--- start of Stored rows ---

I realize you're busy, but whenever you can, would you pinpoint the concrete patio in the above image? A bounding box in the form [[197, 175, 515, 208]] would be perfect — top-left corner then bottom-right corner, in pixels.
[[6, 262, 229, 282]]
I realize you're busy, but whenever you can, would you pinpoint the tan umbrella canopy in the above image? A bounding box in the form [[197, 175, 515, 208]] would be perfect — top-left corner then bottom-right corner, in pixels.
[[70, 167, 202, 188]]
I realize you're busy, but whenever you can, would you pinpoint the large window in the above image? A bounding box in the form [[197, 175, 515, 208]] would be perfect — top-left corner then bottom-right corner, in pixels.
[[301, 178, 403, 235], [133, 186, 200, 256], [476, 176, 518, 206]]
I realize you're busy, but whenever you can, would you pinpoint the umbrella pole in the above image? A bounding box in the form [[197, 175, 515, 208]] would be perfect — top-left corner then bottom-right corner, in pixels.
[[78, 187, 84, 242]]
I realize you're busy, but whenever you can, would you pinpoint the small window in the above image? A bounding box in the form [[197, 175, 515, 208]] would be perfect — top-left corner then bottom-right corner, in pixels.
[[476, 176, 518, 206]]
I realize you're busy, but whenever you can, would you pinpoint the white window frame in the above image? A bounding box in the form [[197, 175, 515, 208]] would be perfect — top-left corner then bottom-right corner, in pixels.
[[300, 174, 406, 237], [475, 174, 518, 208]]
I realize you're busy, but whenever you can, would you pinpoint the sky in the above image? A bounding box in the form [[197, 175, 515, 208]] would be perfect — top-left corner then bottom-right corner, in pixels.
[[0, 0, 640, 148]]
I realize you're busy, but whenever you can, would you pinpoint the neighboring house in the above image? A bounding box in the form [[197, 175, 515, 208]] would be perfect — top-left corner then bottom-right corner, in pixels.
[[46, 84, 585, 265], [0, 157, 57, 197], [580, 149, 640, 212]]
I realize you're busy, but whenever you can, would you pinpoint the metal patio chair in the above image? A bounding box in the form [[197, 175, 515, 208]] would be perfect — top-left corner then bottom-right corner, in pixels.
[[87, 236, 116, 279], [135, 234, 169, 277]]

--- end of Stored rows ---

| Your goal |
Render every line of the entries above as a JSON array of strings, one string per line and in the original order, with blank lines omitted.

| Task output |
[
  "I realize you're busy, but whenever you can, would you pinpoint the concrete patio in the above image? A bounding box in the form [[197, 175, 515, 208]] would be perfect — top-left corner then bottom-right corner, in pixels.",
  "[[6, 262, 229, 282]]",
  "I realize you're busy, but whenever you can, would you pinpoint the tan umbrella canopy in the above image? A bounding box in the form [[197, 175, 515, 208]] would be perfect — top-left corner then bottom-right corner, in pixels.",
  "[[70, 167, 202, 188]]",
  "I realize you're busy, but whenever you can, would you pinpoint the large window in the above image? A bounding box in the form [[197, 175, 515, 208]] would be perfect — top-left corner then bottom-right corner, in pixels.",
  "[[301, 178, 403, 235], [133, 186, 200, 256], [476, 176, 518, 206]]",
  "I realize you're busy, but whenever you can, would you pinpoint the umbrella pole in the above image? A bounding box in the form [[197, 175, 515, 208]] would be perfect — top-left corner then bottom-right corner, in pixels.",
  "[[78, 187, 84, 242]]",
  "I realize you're busy, but whenever you can, would you pinpoint the small window in the above image? A bounding box in the form [[197, 175, 515, 208]] would be perfect — top-left corner then bottom-right corner, in pixels.",
  "[[476, 176, 518, 206]]",
  "I realize you're busy, but whenever you can, would you pinpoint the white window frame in the above image? A bounding box in the form [[197, 175, 515, 208]] would be perfect — top-left corner then bottom-right corner, in pixels.",
  "[[300, 174, 406, 237], [475, 174, 518, 208]]",
  "I realize you're busy, but whenever you can, would you pinpoint the sky in the above image? A bounding box in the form [[197, 175, 515, 208]] would be perfect — top-left corner then bottom-right corner, in pixels.",
  "[[0, 0, 640, 148]]",
  "I realize you're busy, but whenever you can, would you pinpoint the neighboring house in the above image? A bounding box in the form [[197, 175, 515, 208]] would be perfect — top-left corner then bottom-right corner, in pixels.",
  "[[46, 84, 585, 265], [0, 157, 57, 197], [580, 149, 640, 212]]",
  "I realize you're busy, but whenever you can, would you pinpoint the metal patio chair in the above image? A bounding box in the form [[197, 175, 515, 208]] would be perfect — top-left corner then bottom-right corner, in pixels.",
  "[[87, 236, 116, 279], [135, 234, 169, 277]]"
]